Copy all of the records below verbatim.

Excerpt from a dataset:
*****
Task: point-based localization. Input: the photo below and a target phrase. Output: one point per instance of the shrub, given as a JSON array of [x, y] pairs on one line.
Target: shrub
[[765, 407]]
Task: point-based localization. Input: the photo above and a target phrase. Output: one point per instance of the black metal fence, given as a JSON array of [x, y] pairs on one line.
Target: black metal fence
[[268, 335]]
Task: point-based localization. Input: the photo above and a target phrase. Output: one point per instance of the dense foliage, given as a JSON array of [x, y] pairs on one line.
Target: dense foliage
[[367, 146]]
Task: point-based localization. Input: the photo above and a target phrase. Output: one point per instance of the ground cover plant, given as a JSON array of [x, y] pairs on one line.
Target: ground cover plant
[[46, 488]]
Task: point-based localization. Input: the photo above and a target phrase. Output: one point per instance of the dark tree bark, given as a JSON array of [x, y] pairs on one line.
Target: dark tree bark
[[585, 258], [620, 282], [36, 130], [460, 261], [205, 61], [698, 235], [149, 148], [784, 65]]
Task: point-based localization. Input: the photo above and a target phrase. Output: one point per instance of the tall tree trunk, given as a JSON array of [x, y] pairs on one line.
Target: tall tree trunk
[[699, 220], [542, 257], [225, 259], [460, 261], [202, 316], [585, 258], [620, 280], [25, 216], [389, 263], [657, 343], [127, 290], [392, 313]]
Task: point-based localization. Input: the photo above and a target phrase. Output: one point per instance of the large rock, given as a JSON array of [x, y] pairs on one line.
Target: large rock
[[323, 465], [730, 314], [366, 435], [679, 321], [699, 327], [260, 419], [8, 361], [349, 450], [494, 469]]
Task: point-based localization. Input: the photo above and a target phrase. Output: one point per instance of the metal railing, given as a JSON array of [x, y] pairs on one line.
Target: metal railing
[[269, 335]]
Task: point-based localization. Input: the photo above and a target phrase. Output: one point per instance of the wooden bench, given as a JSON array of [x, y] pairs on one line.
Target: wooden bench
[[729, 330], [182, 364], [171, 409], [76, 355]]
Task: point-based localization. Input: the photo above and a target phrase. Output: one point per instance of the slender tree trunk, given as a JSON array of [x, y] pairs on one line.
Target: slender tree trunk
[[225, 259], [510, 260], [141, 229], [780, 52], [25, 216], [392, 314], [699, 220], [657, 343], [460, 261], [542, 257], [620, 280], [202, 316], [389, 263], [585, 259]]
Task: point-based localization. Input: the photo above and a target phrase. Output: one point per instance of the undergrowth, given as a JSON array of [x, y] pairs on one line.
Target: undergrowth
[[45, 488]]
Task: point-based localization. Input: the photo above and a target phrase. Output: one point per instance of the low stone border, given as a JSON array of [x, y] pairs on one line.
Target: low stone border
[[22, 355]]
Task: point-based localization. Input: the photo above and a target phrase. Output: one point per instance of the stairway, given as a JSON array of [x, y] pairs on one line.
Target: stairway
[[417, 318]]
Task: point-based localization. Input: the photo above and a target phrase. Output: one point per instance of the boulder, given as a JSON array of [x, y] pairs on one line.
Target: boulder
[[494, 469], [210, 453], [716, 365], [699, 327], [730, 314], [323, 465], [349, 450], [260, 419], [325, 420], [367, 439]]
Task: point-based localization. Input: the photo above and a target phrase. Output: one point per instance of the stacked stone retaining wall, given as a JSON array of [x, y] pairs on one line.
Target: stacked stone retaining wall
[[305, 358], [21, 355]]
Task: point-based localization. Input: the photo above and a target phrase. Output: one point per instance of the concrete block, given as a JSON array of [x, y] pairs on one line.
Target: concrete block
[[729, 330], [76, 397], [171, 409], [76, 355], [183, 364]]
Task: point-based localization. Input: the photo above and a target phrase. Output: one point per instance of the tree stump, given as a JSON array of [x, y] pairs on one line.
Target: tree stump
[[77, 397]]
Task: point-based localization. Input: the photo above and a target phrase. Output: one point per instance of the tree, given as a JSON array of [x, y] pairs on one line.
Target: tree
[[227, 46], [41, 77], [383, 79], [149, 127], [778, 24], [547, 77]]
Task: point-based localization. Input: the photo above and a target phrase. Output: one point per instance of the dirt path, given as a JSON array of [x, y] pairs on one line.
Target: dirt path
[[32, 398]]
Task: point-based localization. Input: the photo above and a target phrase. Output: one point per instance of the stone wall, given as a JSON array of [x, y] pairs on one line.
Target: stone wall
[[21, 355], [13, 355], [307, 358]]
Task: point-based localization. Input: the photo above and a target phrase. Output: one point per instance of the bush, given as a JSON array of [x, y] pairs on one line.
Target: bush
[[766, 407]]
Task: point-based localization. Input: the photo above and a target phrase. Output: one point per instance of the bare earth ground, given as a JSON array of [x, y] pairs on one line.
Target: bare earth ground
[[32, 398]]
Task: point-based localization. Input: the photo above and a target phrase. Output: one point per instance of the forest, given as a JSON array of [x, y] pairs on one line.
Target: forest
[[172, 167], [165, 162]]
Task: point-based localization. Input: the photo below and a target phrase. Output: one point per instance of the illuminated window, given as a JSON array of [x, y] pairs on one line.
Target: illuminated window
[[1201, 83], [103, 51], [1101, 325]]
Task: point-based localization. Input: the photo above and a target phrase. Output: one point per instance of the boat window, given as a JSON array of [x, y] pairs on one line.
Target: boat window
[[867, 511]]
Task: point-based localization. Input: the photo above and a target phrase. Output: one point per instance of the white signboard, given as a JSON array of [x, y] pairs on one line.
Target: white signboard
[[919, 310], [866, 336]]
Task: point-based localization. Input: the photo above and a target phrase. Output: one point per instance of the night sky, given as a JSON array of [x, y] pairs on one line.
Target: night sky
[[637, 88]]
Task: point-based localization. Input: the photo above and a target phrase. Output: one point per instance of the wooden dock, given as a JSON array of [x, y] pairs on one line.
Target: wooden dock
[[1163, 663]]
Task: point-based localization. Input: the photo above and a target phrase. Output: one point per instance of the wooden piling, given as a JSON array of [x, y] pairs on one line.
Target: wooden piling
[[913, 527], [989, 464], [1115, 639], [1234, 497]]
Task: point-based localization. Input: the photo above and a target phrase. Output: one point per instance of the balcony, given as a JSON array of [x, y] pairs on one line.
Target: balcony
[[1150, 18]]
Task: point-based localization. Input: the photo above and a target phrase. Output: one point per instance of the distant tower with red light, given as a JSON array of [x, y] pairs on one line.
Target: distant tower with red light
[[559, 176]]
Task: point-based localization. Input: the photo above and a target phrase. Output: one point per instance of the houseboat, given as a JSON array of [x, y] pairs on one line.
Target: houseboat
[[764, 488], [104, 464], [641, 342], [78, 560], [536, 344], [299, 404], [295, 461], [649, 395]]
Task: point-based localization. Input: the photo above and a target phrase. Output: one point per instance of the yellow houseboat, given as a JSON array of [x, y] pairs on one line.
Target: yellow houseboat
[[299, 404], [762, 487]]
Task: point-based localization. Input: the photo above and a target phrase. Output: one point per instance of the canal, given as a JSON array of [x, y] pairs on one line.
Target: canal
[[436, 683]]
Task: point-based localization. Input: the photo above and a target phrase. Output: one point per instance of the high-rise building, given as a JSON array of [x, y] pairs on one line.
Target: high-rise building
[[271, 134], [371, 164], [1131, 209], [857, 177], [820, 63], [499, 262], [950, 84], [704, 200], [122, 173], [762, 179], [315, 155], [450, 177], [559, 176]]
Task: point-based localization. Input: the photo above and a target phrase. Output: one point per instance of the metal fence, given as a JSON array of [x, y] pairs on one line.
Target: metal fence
*****
● SOLUTION TO THIS PROBLEM
Task: point-based localization. Input: the photo below and a target phrase. Output: one point per instance of the shrub, given as a JSON array of [x, y] pairs on one line.
Target: shrub
[[765, 407]]
Task: point-based localization. Input: the photo above and a target phrase. Output: one point per instance of the black metal fence, given as a JSON array of [x, y] pairs on one line.
Target: black metal fence
[[268, 335]]
Task: point-based localization. Input: the photo above and a target phrase. Output: one point per instance of the dense foliage, given as a JSON array of [x, y] pairs on one line.
Target: dense foliage
[[367, 146]]
Task: point-based localization. Input: the photo above and a target phrase. Output: one point per instance of the ground cover plant, given as a JSON array of [x, y] pairs on one line.
Target: ground cover plant
[[46, 488]]
Task: point-based localization. Input: the photo above and a target phrase. Output: one point per instance of the dark tree bark, given as a JSON array of [x, y] pairs on one line.
Target: dark tree bark
[[585, 258], [620, 282], [36, 130], [460, 261], [205, 61], [698, 235], [149, 148], [784, 65]]
Task: point-based localization. Input: the photo above and a target phrase. Output: one point per instance of the tall tree trunk, given as a JSON array of [x, y] pairs on one line.
Target: tall tree trunk
[[699, 220], [542, 257], [225, 259], [460, 261], [202, 316], [585, 258], [620, 280], [25, 216], [389, 263], [657, 343], [127, 290], [392, 313]]
Task: point-based localization. Input: the photo above and a target phrase. Output: one point per instance of the large rock, given as a JSON array of [x, y] pairs on one line.
Target: large rock
[[323, 465], [730, 314], [366, 435], [679, 321], [699, 327], [260, 419], [8, 361], [349, 450], [494, 469]]
Task: point-based localization. Input: the photo above and a target phrase. Output: one point per instance of the metal railing, given as a JSON array of [x, y] pairs on one line.
Target: metal railing
[[269, 335]]
Task: point-based localization. Input: the photo above and a target phrase. Output: one point per instance of the wooden bench, given as a JSON array of [x, y] pairs on one line.
Target: wooden bench
[[729, 330], [182, 364], [171, 409], [76, 355]]
Task: point-based localization. Input: the photo above and a target phrase. Output: one point per instance of the slender tree trunk, given as a JSON array of [x, y] pairs on one line.
Target: slender tree trunk
[[225, 259], [510, 260], [141, 229], [780, 52], [25, 216], [392, 314], [699, 220], [657, 343], [460, 261], [542, 257], [620, 280], [202, 316], [389, 263], [585, 259]]
Task: point-based localization. Input: the photo above and a target phrase. Output: one point per instance of the undergrowth, given as a JSON array of [x, y] pairs on one line.
Target: undergrowth
[[45, 488]]
Task: point-based localization. Input: the photo above and a target phrase. Output: one point per instance of the low stone border, given as a JSON array of [x, y] pairs on one line.
Target: low stone border
[[22, 355]]
Task: point-based localization. Input: the photo above and a target phrase. Output: one point per instance of the stairway, given as a JSON array of [x, y] pairs on one line.
Target: stairway
[[417, 318]]
Task: point-based localization. Input: the photo above and a target phrase. Output: one point per instance of the boulder, given as a JSON array of [x, y] pairs on one line.
Target: boulder
[[494, 469], [210, 453], [716, 365], [699, 327], [730, 314], [323, 465], [349, 450], [260, 419], [325, 420], [367, 439]]
Task: point-based localization. Input: the photo above and a target phrase. Output: one point per instance of the stacked stone retaining wall, given as a JSON array of [x, y] pairs on one line.
Target: stacked stone retaining wall
[[305, 358], [21, 355]]
Task: point-based localization. Input: the photo above and a target phrase. Output: one point per instance of the concrete block, given as a JSON array of [x, y] pairs on one line.
Target: concrete block
[[729, 330], [76, 397], [171, 409], [76, 355], [183, 364]]
Task: point-based localization. Input: the photo above and a target phrase. Output: one point per instance of the tree stump, given as a JSON array of [x, y] pairs on one line.
Target: tree stump
[[77, 397]]
Task: point-based localization. Input: the photo above and a target phrase. Output: one point per instance of the tree, given as a JSON array of [x, y] pairs on one line.
Target: tree
[[227, 46], [41, 77], [383, 79], [149, 127], [778, 24], [547, 77]]
Task: point-based localization. Input: the photo above and a target phrase. Output: one point per instance of the dirt path, given as a JSON array of [x, y] pairs on one line.
Target: dirt path
[[32, 398]]
Task: point-based localization. Input: the photo above and a target phrase. Output: one point per instance of the stone wall, given as a JSON array of [x, y] pairs on one line.
Target: stone wall
[[21, 355], [13, 355], [307, 358]]
Task: point-based localization. Input: the photo above and a target phrase. Output: one point per instance of the bush, given as a JSON array of [x, y] pairs on one line.
Target: bush
[[766, 407]]
Task: point-based localization. Input: the photo above and a target phrase. Output: one point per instance of the bare earth ground, given as a JSON array of [x, y] pairs on one line.
Target: bare earth ground
[[32, 398]]
Task: point-based localization. Input: the photo above and a target phrase. Output: one point per instance of the forest, given as a JSON array of [x, y] pairs on one line.
Target: forest
[[172, 167], [165, 162]]
Task: point-based localization. Input: the photo below and a target phrase. Output: one point per instance of the illuminated window, given as a JSON array of [x, y] pairs on one line.
Target: illuminated window
[[1201, 83], [103, 51], [1101, 325]]
Task: point-based localization. Input: the photo above and a target phrase. Output: one point per instance of the boat window, given as a JSON array of [x, y] pairs on one line.
Target: boat window
[[867, 511]]
Task: point-based localization. Input: the photo above and a target phrase. Output: one point per instance of the white signboard, given as a JSON array of [x, y] pairs on one line.
Target: white signboard
[[919, 310], [866, 336]]
Task: point-based localization. Input: the photo above and a target phrase. Output: one point per instance of the night sky, given as a JSON array of [x, y] pairs on one line.
Target: night sky
[[637, 88]]
Task: point-based localization. Input: the photo above and a target phrase. Output: one point per instance of the wooden dock, given as a JSON array of [x, y] pairs on one line.
Target: wooden dock
[[1163, 663]]
Task: point-based localization. Input: the photo above and a target phrase. Output: one point per instance of the wooden piling, given as a JSON array of [x, y] pairs on one line.
Target: wooden piling
[[913, 527], [989, 464], [1115, 639], [1234, 497]]
Task: point-based localization. Input: the photo above and a target phrase. Output: one point per instance of the balcony, given as a JSON array of [x, y] pairs on one line.
Target: balcony
[[1150, 18]]
Task: point-based localization. Input: the photo above and a target phrase. Output: one point per instance of the distant tower with red light, given as a JSON array of [x, y] pairs on one line.
Target: distant tower with red light
[[559, 176]]
Task: point-based localization. Input: the photo above and a target phrase. Output: one point per instance of the houseboat, given as a JSON array of [x, y] pairs on one line.
Target: houseboat
[[764, 488], [104, 464], [641, 342], [78, 560], [536, 344], [299, 404], [295, 461], [649, 395]]
Task: point-based localization. Input: the photo above and a target phrase. Output: one point per instance of the yellow houseboat, given as a JSON array of [x, y] pairs on one line.
Target: yellow houseboat
[[299, 404], [762, 487]]
Task: point-based localization. Input: the photo above and a target phrase. Output: one point per instance of the canal, given as a JSON array of [x, y] pairs on one line.
Target: canal
[[436, 683]]
Task: point-based localization. Input: the photo above and a target phrase. Output: one point per instance of the high-rise building, given as a JSON array of [x, y] pairs on one line.
Target: high-rise building
[[271, 134], [371, 164], [1131, 209], [857, 177], [820, 63], [499, 262], [950, 84], [704, 200], [122, 173], [762, 179], [315, 155], [450, 177], [559, 176]]
Task: point-based localization. Input: the photo above and a target phrase. Output: one point per instance of the metal fence, given as a JSON array of [x, y] pairs on one line.
Target: metal fence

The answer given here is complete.